Document section:
The Cruz-Stipsitses also are required to register their domestic partnership with the city of Gainesville and the University of Florida, where Jarrod works as director of intercultural engagement through multicultural and diversity affairs. UF, part of the state university system, recognizes domestic partnerships even though the state itself does not.

"We need the state Legislature and governor and others to use this as a model, that the federal government recognizes this and it is our turn to strike our constitutional ban down and recognize full equality for every individual," Jarrod said.

Florida Gov. Rick Scott said Wednesday he would defend the state's constitutional ban.

"In 2008, Florida voters amended their constitution and said we are a traditional marriage state. Marriage is between a man and a woman," Scott said at a news conference. "As governor of the state, I will uphold the existing law of the land, and that's the law of our state."

Jim Merritt, pastor of the Trinity Metropolitan Church in Gainesville, has been involved in the fight for marriage equality for decades. He sued the state in 2004 so he and his partner of 18 years, Albert Leach, could marry in Florida. They lost the lawsuit but say they hope Florida will recognize gay marriage one day.

"We've always said we are not going somewhere else to get married," said Merritt, who also is director for marriage equality for his denomination.

After Wednesday's Supreme Court ruling, however, he said he and his partner might reconsider. If they were to get married legally, it would be in Boston, where Merritt attended seminary.

"Marriage equality took a huge step forward, and we still know, particularly in places like Florida, we have a long way to go," Merritt said.

Even though Floridians still don't have full equality yet, Merritt said, the court's decision was cause to rejoice.

"It's the first major ruling in our lifetime that says when the Constitution guarantees rights to all people, it includes us," he said.

There is a coordinated effort already underway to overturn Florida's ban, he said. One path would be to reverse the constitutional amendment, which would require a ballot referendum and getting Floridians to vote against something they approved five years ago.

To do:
1. Rewrite the marriage equality article from "After Wednesday's Supreme" to "cause to rejoice.", putting "Chicago" in place of "Boston".
2. Extend the marriage equality article by picking up after its final sentence.
The lines after the marriage equality article aren't needed here.

Information shown:

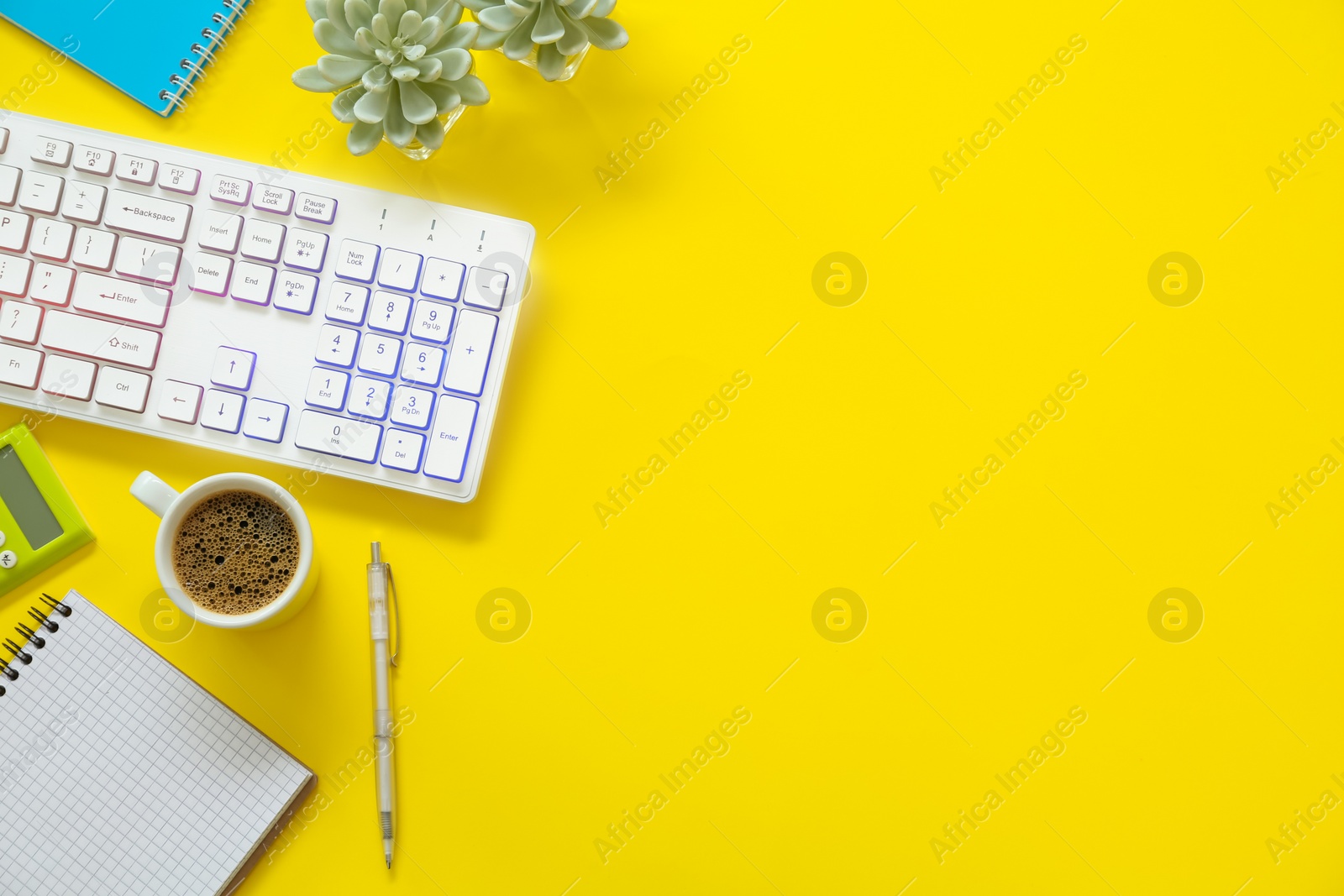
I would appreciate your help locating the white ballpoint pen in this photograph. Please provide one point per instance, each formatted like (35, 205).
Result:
(380, 578)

Set of answers:
1.
After Wednesday's Supreme Court ruling, however, he said he and his partner might reconsider. If they were to get married legally, it would be in Chicago, where Merritt attended seminary.

"Marriage equality took a huge step forward, and we still know, particularly in places like Florida, we have a long way to go," Merritt said.

Even though Floridians still don't have full equality yet, Merritt said, the court's decision was cause to rejoice.

2.
Another path would be to challenge the law in court based on today's ruling, Merritt said.

"Amendment 2 in Florida is unconstitutional and an inappropriate addition to the constitution because it singles out a class of people the way the defense of marriage act was," Merritt said. "Because of that, the defense of marriage act was overruled today."

Terry Fleming, vice president of the Human Rights Council of North Central Florida, said the LGBT community is excited about the ruling because it allows couples married in states that allow same-sex marriage to receive more than 1,500 federal benefits and rights.

More importantly, he said, the court's decision "shows a tectonic shift in our cultural acceptance of same-sex marriage. Ultimately, the ban in Florida will be overturned, and hopefully not too far in the future same-sex marriage will be allowed."

On a personal note, Fleming said he was excited because he and his partner of 16 years, Vertigo Moody, were planning to travel to Washington, D.C., to get married in the next few months.

"I am walking on air," he said. "This means my government is accepting me as a full citizen of this country. The fact my husband and I will have that full recognition is important to me."

They won't be able to celebrate that union with a marriage ceremony in Florida, but maybe one day they will, Fleming said. "We look forward to the day we can celebrate with our families and friends here in Florida."